>> BEGIN Text passage
RE:Hey Cowboy…

Okay, I know this is only my second post, but this one strays a little from the formula by being a response that was never responded to.  You all should know that I am going in chronolgical order, starting from when I first signed up for  As to why I never heard back from this young lady is abundantly clear by wordcount alone.  The content of the words just sends the boat over the waterfall and into the rocks below.  So now I present to you the longest email sent to a stranger provoked only by a one sentence pick-up line.  Sometimes I wonder if I’m secretly just Rain Man, but without the mathematical capabilities.  I hope you kids like this one…

(original message):

Hey Cowboy…
Message from LaraNYC
Mar. 20, 2008 – 1:12pm

Come here often…?

(my response):

RE:Hey Cowboy…

Sent to LaraNYC
22% Enemy 81% Friend 75% Match

Mar. 20, 2008 – 4:38pm
Thank you, nobody has ever used that line on me before. Conversely, I have never used it either. Not seriously anyway. Then again, I rarely act very serious. Not because I think everything is a joke, but most things are. At least life is. So yeah, I just joined OK Cupid last week because a friend suggested it. I like that it at least know that dating websites are tacky and that the tongue is firmly in cheek. We’ll see how I feel after meeting any of these women in person, though (most internet-facilitated encounters for me have been painfully funny, with an exception here or there)…

Let me say that I read through your entire profile and journal and even though I know that you can say one thing about what you’re looking for, but find something slightly different and it’s not a big deal because some things aren’t set in stone, like who/what you’ll be attracted to (and by what I mean features and style, not animals or inanimate objects), but I feel it only fair in the interests of full disclosure:

-I have no tattoos or piercings, though I often joke about how if I was to get a tattoo, it would be on my back and it would say “To be or not to be…that is the gazorninplat” (bonus points if you know the joke and the comedian – i’ve never met anyone who has gotten it).
>> END Text passage
• Written exercise: Copy out the whole blog post above word for word.
>> BEGIN Material supplied
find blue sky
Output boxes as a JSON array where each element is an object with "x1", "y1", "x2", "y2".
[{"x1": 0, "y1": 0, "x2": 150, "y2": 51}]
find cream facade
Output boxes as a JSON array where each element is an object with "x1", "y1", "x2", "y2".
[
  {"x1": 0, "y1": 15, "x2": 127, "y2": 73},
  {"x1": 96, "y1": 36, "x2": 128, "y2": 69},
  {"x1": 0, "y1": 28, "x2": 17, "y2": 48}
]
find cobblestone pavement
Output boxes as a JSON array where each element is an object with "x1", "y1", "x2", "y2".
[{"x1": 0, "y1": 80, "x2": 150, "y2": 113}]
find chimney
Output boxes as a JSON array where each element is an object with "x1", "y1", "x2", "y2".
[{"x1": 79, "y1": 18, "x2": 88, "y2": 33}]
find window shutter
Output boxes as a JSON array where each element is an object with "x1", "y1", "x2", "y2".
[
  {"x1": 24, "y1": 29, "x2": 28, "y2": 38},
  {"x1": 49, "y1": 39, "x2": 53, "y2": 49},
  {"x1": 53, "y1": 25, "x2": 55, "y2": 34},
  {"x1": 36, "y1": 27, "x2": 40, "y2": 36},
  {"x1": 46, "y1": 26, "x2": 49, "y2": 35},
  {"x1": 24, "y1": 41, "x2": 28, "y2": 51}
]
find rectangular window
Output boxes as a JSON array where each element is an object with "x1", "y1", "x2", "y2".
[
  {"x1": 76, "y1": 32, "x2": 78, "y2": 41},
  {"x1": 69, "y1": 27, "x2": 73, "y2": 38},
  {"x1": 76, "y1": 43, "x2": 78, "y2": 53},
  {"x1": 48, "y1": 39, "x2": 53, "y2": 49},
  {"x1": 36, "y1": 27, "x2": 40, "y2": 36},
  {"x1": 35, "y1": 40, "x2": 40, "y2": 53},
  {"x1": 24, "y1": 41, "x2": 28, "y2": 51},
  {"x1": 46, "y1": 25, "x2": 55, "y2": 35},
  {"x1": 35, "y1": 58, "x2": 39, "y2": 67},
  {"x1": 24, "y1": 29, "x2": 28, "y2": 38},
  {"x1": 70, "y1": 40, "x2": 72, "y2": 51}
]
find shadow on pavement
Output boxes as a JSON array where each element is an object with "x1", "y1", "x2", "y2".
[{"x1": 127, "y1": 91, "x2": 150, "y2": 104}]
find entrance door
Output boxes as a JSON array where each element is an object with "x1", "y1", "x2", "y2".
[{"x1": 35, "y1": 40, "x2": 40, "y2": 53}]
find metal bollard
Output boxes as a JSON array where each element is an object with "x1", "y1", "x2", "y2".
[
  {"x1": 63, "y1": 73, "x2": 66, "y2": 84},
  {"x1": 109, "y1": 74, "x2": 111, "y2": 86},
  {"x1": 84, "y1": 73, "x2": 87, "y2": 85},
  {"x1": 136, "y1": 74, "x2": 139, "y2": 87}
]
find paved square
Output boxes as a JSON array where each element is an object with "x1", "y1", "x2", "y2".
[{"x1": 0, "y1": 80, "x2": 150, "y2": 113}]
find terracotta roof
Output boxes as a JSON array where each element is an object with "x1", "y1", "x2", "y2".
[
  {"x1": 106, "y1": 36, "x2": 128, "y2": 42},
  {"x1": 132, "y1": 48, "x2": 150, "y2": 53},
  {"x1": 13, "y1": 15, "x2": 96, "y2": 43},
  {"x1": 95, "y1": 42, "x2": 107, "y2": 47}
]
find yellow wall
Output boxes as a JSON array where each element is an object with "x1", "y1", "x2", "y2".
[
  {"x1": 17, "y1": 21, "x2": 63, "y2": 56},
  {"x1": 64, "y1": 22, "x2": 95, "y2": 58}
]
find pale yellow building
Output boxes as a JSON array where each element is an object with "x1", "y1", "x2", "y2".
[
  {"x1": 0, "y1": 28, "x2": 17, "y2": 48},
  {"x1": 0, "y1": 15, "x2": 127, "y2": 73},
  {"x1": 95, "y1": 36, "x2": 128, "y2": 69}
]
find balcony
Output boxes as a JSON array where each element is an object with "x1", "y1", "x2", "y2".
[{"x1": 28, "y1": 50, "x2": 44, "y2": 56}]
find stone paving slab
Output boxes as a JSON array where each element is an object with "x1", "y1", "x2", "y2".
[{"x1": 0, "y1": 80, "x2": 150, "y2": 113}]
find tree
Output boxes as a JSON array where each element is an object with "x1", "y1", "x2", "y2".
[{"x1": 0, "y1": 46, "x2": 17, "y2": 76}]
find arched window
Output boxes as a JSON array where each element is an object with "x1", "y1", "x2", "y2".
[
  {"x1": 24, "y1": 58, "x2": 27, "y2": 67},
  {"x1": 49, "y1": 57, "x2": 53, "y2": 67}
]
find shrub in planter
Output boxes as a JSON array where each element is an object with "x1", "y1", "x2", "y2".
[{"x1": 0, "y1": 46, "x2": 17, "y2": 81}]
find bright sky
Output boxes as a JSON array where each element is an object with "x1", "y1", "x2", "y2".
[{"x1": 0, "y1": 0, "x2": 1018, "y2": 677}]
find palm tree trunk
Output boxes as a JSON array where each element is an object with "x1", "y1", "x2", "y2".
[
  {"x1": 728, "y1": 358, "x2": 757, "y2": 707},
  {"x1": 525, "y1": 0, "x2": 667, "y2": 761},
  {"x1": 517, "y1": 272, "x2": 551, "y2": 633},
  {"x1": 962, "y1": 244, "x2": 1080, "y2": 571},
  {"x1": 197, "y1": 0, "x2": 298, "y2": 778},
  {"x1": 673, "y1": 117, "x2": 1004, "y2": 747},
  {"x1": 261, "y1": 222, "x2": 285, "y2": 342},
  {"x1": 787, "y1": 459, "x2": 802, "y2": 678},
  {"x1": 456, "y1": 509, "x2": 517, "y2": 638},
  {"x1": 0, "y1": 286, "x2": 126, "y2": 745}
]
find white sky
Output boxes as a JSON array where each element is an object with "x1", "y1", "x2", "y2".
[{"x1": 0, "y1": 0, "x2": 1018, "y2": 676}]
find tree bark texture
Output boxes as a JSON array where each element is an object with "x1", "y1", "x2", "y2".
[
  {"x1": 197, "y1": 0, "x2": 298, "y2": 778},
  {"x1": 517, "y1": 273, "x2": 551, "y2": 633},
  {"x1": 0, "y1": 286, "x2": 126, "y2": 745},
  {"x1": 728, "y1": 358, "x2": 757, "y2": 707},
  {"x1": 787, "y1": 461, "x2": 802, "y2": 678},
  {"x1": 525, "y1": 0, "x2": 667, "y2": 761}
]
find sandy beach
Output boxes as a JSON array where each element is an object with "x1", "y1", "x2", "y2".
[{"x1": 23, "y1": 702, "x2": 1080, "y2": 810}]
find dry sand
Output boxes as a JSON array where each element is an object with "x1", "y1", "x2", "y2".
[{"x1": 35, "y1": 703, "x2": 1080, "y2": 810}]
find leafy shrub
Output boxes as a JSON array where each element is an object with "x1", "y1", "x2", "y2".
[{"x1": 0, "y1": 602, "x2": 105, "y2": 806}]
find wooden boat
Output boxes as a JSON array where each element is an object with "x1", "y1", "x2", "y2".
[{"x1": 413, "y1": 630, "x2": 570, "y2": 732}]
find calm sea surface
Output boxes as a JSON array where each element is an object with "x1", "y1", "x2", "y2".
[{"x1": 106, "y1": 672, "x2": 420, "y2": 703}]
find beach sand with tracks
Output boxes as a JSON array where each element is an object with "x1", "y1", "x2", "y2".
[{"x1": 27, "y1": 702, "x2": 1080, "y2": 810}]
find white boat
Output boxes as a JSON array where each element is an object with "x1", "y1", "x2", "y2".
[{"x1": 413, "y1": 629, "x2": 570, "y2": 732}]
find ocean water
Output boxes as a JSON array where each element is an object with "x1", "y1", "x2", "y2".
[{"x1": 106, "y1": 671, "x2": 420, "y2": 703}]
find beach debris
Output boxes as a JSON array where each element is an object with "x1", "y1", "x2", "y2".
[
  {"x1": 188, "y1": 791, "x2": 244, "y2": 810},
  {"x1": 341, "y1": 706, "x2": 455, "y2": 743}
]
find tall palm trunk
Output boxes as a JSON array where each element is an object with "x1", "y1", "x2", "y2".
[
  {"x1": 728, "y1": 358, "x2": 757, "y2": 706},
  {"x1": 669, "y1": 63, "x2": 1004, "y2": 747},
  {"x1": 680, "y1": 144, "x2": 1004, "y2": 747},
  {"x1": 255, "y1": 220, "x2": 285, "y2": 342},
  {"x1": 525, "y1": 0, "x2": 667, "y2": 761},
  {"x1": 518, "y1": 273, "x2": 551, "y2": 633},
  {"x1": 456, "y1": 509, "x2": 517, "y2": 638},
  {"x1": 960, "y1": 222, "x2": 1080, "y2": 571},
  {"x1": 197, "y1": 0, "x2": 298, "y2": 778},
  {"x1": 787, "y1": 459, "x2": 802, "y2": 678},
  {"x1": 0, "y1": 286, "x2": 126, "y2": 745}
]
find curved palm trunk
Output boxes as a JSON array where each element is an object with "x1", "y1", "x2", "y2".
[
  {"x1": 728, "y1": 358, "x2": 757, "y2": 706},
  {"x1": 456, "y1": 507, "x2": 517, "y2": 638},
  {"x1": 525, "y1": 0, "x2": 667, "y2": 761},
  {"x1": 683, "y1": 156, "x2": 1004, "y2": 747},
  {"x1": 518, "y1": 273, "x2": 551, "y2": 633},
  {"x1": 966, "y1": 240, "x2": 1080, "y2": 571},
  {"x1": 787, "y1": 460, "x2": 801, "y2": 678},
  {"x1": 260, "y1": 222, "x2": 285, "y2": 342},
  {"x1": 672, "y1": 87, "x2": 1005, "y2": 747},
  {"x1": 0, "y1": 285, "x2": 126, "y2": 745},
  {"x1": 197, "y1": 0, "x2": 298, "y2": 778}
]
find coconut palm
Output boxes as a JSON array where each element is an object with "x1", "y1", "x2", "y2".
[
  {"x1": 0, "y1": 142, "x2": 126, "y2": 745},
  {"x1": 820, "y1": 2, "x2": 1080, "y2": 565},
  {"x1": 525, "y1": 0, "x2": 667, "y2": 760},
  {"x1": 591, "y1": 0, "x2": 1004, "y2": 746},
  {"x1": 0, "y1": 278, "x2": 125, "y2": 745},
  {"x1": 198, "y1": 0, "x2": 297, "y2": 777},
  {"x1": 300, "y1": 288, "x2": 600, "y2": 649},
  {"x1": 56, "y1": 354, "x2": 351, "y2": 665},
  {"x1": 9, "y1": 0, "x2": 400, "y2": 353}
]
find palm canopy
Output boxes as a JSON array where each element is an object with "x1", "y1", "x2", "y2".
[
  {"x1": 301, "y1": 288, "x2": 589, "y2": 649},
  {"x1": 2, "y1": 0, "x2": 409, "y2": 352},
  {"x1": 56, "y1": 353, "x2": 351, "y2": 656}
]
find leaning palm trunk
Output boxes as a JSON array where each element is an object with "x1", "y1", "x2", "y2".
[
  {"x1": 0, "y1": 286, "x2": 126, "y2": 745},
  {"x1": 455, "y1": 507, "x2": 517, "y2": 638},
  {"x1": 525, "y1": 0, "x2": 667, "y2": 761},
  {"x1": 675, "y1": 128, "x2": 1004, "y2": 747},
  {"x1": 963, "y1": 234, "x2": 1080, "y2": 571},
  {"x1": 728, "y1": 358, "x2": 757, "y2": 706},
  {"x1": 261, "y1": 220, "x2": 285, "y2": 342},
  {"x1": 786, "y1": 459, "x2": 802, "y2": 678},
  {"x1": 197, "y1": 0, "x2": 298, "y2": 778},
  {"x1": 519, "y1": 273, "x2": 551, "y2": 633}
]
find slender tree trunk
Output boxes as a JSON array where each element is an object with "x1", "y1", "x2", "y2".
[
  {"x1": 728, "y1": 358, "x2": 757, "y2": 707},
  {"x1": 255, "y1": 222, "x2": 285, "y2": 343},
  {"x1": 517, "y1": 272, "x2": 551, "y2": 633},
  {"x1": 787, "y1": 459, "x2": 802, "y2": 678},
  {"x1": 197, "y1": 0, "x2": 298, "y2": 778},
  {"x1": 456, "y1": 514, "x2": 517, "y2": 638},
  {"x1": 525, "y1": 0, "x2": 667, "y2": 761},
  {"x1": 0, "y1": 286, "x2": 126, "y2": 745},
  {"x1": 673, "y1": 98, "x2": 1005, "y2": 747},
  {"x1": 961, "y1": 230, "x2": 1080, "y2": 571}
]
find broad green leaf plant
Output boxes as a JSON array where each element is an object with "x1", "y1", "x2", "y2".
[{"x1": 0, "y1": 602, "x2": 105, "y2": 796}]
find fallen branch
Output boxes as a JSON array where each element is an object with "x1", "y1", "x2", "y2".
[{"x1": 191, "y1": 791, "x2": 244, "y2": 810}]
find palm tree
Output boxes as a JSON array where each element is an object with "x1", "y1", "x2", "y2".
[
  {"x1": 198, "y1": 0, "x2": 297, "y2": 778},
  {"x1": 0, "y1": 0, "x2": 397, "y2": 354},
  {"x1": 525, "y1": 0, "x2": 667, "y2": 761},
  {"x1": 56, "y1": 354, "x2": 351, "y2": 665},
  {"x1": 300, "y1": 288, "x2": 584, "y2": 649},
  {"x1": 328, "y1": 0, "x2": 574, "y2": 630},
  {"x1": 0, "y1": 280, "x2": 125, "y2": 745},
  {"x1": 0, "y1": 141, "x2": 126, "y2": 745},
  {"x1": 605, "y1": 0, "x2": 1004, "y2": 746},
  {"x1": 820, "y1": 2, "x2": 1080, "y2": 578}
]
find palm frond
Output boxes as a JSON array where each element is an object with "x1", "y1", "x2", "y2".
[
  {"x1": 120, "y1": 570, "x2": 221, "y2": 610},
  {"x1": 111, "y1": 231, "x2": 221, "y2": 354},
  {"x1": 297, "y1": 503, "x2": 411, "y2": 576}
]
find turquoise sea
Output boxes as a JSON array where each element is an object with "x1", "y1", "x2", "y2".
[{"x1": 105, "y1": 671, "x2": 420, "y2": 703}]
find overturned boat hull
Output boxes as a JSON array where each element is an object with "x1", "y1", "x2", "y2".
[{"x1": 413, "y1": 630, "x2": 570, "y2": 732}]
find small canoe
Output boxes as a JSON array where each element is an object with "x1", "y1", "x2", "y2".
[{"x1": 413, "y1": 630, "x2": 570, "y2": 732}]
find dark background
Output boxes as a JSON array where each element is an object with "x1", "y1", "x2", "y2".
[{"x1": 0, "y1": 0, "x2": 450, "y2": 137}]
>> END Material supplied
• Reply to the task:
RE:Hey Cowboy…

Okay, I know this is only my second post, but this one strays a little from the formula by being a response that was never responded to.  You all should know that I am going in chronolgical order, starting from when I first signed up for  As to why I never heard back from this young lady is abundantly clear by wordcount alone.  The content of the words just sends the boat over the waterfall and into the rocks below.  So now I present to you the longest email sent to a stranger provoked only by a one sentence pick-up line.  Sometimes I wonder if I’m secretly just Rain Man, but without the mathematical capabilities.  I hope you kids like this one…

(original message):

Hey Cowboy…
Message from LaraNYC
Mar. 20, 2008 – 1:12pm

Come here often…?

(my response):

RE:Hey Cowboy…

Sent to LaraNYC
22% Enemy 81% Friend 75% Match

Mar. 20, 2008 – 4:38pm
Thank you, nobody has ever used that line on me before. Conversely, I have never used it either. Not seriously anyway. Then again, I rarely act very serious. Not because I think everything is a joke, but most things are. At least life is. So yeah, I just joined OK Cupid last week because a friend suggested it. I like that it at least know that dating websites are tacky and that the tongue is firmly in cheek. We’ll see how I feel after meeting any of these women in person, though (most internet-facilitated encounters for me have been painfully funny, with an exception here or there)…

Let me say that I read through your entire profile and journal and even though I know that you can say one thing about what you’re looking for, but find something slightly different and it’s not a big deal because some things aren’t set in stone, like who/what you’ll be attracted to (and by what I mean features and style, not animals or inanimate objects), but I feel it only fair in the interests of full disclosure:

-I have no tattoos or piercings, though I often joke about how if I was to get a tattoo, it would be on my back and it would say “To be or not to be…that is the gazorninplat” (bonus points if you know the joke and the comedian – i’ve never met anyone who has gotten it).